BEGIN Excerpted records

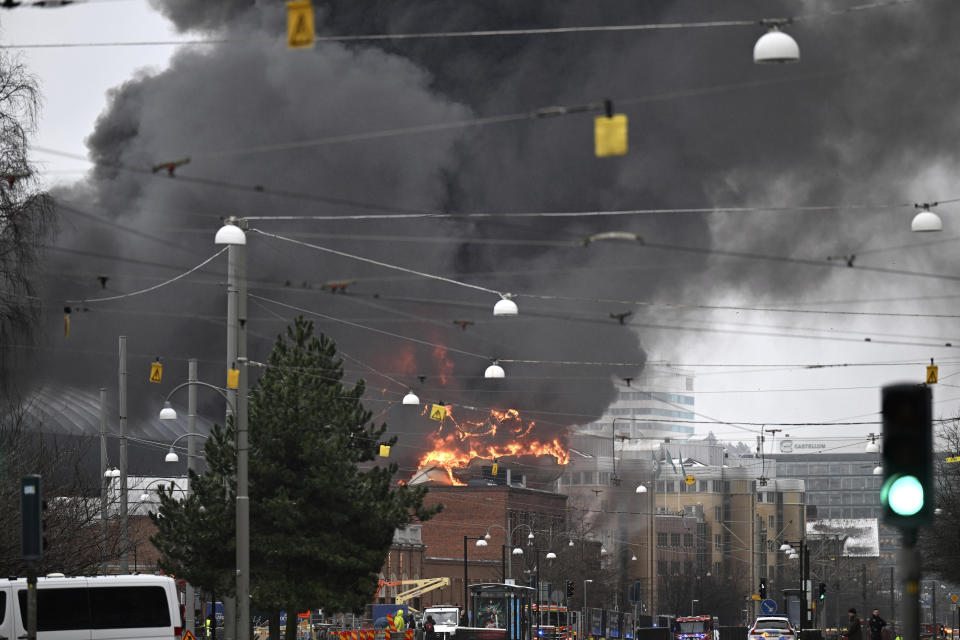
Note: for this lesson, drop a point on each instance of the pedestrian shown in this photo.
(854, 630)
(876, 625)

END Excerpted records
BEGIN Excerpted records

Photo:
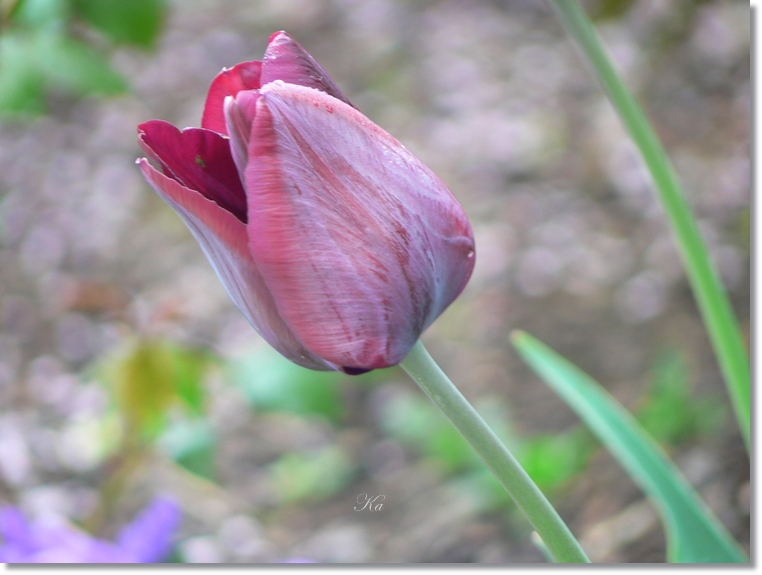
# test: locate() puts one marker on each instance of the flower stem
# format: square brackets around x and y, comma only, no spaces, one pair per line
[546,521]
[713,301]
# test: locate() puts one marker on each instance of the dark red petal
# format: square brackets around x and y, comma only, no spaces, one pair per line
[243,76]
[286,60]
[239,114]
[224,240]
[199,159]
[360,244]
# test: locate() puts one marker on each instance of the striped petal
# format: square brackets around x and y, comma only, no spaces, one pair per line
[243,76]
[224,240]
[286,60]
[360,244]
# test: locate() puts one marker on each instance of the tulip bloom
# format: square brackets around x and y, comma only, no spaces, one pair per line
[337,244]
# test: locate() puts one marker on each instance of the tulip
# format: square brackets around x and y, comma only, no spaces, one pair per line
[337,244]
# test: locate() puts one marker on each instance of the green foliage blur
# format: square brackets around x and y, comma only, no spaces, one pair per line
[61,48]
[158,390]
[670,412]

END Excerpted records

_Your instructions:_ Count each line of the material that includes "petal", and reply with only the count.

_Response below:_ 2